# EXERCISE PROMPT
Give back the entire listing below, unaltered.

# PROVIDED MATERIAL
● ● ● ● ●

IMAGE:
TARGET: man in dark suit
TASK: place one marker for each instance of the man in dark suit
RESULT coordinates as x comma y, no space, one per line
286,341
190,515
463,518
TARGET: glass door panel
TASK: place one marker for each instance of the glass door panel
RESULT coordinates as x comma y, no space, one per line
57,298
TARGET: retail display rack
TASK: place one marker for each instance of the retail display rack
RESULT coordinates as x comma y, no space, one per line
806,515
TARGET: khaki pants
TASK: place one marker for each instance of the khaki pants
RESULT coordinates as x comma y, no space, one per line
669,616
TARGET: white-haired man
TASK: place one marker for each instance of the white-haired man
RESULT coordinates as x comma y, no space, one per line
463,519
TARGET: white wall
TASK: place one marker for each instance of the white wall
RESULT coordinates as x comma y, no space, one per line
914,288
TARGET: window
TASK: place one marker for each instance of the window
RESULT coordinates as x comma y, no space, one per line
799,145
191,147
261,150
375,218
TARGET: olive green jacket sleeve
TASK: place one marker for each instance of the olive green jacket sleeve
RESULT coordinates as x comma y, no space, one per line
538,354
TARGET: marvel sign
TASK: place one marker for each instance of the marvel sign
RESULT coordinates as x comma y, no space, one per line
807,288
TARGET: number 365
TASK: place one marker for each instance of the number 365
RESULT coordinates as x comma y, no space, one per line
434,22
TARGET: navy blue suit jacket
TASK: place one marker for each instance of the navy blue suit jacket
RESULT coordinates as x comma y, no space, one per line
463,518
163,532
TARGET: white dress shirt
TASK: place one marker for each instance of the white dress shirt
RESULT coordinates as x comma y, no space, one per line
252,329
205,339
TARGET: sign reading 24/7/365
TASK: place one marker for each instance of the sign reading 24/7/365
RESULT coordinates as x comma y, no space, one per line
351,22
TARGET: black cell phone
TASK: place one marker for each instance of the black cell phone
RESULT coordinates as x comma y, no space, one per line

● ● ● ● ●

# SOLUTION TO THIS TASK
IMAGE:
TARGET: man in dark suit
TASK: place one marker for each instance of the man in dark suit
RESULT coordinates as x comma y, no space, one per line
286,341
190,515
463,518
TARGET: glass door panel
TASK: place one marker for each instance of the glass door panel
RESULT coordinates as x comma y, no space, one per line
57,298
TARGET: retail display rack
TASK: place one marker for each instance of the retail display rack
RESULT coordinates as x comma y, no space, one per line
806,515
TARGET: khaki pants
TASK: place one marker for each instance of the khaki pants
RESULT coordinates as x comma y, no space, one per line
669,616
TARGET: white-haired man
TASK: place one marker for each instance of the white-haired man
RESULT coordinates as x comma y, no space, one per line
463,519
TARGET: white wall
TASK: place one marker for each instance of the white wall
RESULT coordinates as x comma y, no space, one per line
914,288
TARGET: window
TASK: place one marker for each instance of the window
RESULT coordinates as x comma y, no space, one per line
799,145
191,147
261,150
375,218
TARGET: olive green jacket sleeve
TASK: place one marker for each instance of the olive green jacket sleeve
RESULT coordinates as x comma y, no space, one per line
538,354
TARGET: marvel sign
TASK: place one marker for each instance of the marvel sign
RESULT coordinates as x comma y, no space, one per line
807,288
TARGET: number 365
TASK: place one marker for each instance of the number 365
RESULT coordinates as x comma y, no space, one per line
434,22
TARGET: navy blue suit jacket
TASK: place one marker for each instance of the navy blue suit jacket
RESULT coordinates as x comma y, no space, one per line
463,518
163,532
TARGET: white dress shirt
TASK: place one marker for each instance of the white dress shirt
RESULT coordinates as x comma y, no space, one per line
252,329
205,339
TARGET: sign reading 24/7/365
TASK: place one marker for each instance of the sign reading 24/7/365
RESULT coordinates as x comma y, no space, one per line
351,22
TARGET: black cell phone
TASK: place one marker for each instance of the black cell phone
RESULT coordinates as x comma y, no space, one per line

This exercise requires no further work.